[Description of the task]:
Output every entry exactly as it appears.

Text-to-region grounding data
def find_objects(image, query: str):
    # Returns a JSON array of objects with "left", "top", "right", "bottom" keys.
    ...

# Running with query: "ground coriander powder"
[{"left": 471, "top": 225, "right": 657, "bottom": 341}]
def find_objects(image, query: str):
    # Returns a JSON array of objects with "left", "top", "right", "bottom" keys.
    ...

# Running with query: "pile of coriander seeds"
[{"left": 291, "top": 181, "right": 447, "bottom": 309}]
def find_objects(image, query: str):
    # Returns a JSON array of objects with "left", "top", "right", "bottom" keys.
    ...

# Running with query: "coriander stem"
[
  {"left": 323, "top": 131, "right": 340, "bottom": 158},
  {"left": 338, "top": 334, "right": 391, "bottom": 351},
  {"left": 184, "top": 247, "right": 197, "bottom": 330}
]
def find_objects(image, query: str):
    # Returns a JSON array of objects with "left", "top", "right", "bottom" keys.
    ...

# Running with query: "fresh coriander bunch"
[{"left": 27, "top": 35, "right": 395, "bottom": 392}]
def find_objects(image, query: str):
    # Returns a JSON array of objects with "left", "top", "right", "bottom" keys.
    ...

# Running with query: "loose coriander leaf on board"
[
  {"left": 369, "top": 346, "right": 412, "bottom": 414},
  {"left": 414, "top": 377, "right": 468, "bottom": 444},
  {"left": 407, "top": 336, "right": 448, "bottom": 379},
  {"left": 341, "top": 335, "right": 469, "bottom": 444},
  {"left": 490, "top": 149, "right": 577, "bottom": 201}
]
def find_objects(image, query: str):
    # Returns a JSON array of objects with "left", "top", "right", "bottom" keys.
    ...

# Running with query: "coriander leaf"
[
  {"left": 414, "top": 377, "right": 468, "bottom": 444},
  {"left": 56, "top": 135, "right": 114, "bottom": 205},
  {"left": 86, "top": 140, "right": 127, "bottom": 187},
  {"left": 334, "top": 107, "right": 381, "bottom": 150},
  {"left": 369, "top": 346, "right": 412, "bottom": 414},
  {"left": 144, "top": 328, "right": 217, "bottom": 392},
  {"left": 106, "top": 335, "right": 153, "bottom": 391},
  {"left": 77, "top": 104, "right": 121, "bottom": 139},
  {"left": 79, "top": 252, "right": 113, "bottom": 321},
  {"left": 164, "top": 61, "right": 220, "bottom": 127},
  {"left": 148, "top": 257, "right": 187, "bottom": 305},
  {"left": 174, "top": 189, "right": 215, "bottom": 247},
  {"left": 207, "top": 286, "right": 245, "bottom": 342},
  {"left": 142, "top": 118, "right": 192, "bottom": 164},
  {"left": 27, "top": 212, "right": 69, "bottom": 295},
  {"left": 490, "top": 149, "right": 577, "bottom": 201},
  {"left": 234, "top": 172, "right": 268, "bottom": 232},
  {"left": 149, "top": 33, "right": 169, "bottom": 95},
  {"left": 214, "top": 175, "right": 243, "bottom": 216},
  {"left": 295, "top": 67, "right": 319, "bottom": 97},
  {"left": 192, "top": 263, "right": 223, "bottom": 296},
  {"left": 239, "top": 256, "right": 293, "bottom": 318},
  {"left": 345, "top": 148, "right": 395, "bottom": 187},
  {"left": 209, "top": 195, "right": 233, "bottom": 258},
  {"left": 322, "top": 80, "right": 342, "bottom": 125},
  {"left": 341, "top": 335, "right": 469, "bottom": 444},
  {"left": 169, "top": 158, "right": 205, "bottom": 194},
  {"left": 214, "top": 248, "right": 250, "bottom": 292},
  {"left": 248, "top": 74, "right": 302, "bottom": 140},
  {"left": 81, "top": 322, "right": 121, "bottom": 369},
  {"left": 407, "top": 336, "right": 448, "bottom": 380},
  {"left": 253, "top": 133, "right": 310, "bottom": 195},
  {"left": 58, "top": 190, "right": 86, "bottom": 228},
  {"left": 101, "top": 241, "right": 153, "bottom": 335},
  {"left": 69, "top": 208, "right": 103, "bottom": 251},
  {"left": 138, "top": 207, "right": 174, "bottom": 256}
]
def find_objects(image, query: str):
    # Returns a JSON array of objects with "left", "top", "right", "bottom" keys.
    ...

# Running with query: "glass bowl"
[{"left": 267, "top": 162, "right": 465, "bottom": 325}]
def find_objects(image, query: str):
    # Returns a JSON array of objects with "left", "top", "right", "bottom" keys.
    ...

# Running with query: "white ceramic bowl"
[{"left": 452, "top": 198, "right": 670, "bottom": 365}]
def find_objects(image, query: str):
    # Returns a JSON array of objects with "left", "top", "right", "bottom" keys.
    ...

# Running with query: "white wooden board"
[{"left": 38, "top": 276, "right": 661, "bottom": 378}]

[Expected answer]:
def find_objects(image, query: str):
    # Returns a JSON array of objects with "left", "top", "right", "bottom" keys.
    ...

# Running with query: "ground coriander powder"
[{"left": 471, "top": 225, "right": 657, "bottom": 341}]
def find_objects(image, query: str):
    # Returns a JSON array of objects with "left", "top", "right", "bottom" keys.
    ...

# Running with query: "pile of coriander seeds"
[{"left": 291, "top": 181, "right": 447, "bottom": 309}]
def find_objects(image, query: str):
    # Returns a JSON array of objects with "left", "top", "right", "bottom" keys.
    ...

# Running with query: "coriander stem"
[
  {"left": 323, "top": 131, "right": 340, "bottom": 158},
  {"left": 338, "top": 334, "right": 391, "bottom": 351},
  {"left": 184, "top": 247, "right": 197, "bottom": 330}
]
def find_objects(image, query: str):
    # Returns a JSON array of objects with "left", "top", "right", "bottom" keys.
    ...

# Running with query: "fresh coriander bunch"
[{"left": 27, "top": 35, "right": 395, "bottom": 392}]
def find_objects(image, query: str):
    # Returns a JSON array of objects with "left", "top", "right", "bottom" keys.
    ...

# Running with query: "loose coriander leaf on board"
[
  {"left": 369, "top": 346, "right": 412, "bottom": 414},
  {"left": 414, "top": 377, "right": 468, "bottom": 444},
  {"left": 407, "top": 336, "right": 448, "bottom": 379},
  {"left": 341, "top": 335, "right": 469, "bottom": 444},
  {"left": 490, "top": 149, "right": 577, "bottom": 201}
]
def find_objects(image, query: str):
    # Returns a JSON array of objects with "left", "top", "right", "bottom" keys.
    ...

# Running with query: "coriander leaf"
[
  {"left": 414, "top": 377, "right": 468, "bottom": 444},
  {"left": 56, "top": 135, "right": 114, "bottom": 205},
  {"left": 86, "top": 140, "right": 127, "bottom": 187},
  {"left": 334, "top": 107, "right": 381, "bottom": 150},
  {"left": 369, "top": 346, "right": 412, "bottom": 414},
  {"left": 144, "top": 328, "right": 217, "bottom": 392},
  {"left": 106, "top": 335, "right": 153, "bottom": 391},
  {"left": 77, "top": 104, "right": 121, "bottom": 139},
  {"left": 79, "top": 252, "right": 113, "bottom": 321},
  {"left": 164, "top": 61, "right": 220, "bottom": 127},
  {"left": 148, "top": 257, "right": 187, "bottom": 305},
  {"left": 174, "top": 189, "right": 215, "bottom": 247},
  {"left": 207, "top": 286, "right": 245, "bottom": 342},
  {"left": 142, "top": 118, "right": 192, "bottom": 164},
  {"left": 27, "top": 212, "right": 69, "bottom": 295},
  {"left": 490, "top": 149, "right": 577, "bottom": 201},
  {"left": 234, "top": 172, "right": 268, "bottom": 232},
  {"left": 149, "top": 33, "right": 169, "bottom": 95},
  {"left": 214, "top": 175, "right": 243, "bottom": 216},
  {"left": 295, "top": 67, "right": 319, "bottom": 97},
  {"left": 192, "top": 263, "right": 223, "bottom": 296},
  {"left": 239, "top": 256, "right": 293, "bottom": 318},
  {"left": 345, "top": 148, "right": 395, "bottom": 187},
  {"left": 209, "top": 195, "right": 233, "bottom": 258},
  {"left": 322, "top": 80, "right": 342, "bottom": 125},
  {"left": 341, "top": 335, "right": 469, "bottom": 444},
  {"left": 169, "top": 158, "right": 205, "bottom": 194},
  {"left": 214, "top": 248, "right": 250, "bottom": 292},
  {"left": 248, "top": 74, "right": 302, "bottom": 140},
  {"left": 81, "top": 322, "right": 121, "bottom": 369},
  {"left": 407, "top": 336, "right": 448, "bottom": 380},
  {"left": 253, "top": 133, "right": 310, "bottom": 195},
  {"left": 58, "top": 190, "right": 86, "bottom": 228},
  {"left": 101, "top": 241, "right": 153, "bottom": 335},
  {"left": 69, "top": 208, "right": 103, "bottom": 251},
  {"left": 138, "top": 207, "right": 174, "bottom": 256}
]
def find_objects(image, query: str):
    # Returns a JSON array of objects with "left", "top", "right", "bottom" keys.
    ...

# Running with query: "glass bowl"
[{"left": 267, "top": 162, "right": 465, "bottom": 325}]
def find_objects(image, query: str):
    # Returns a JSON array of objects with "left", "top", "right", "bottom" keys.
    ...

# Running with query: "white ceramic bowl"
[{"left": 452, "top": 198, "right": 670, "bottom": 365}]
def find_objects(image, query: str):
    # Returns a JSON array of objects with "left", "top", "right", "bottom" keys.
    ...

# Running with query: "white wooden board"
[{"left": 38, "top": 276, "right": 661, "bottom": 378}]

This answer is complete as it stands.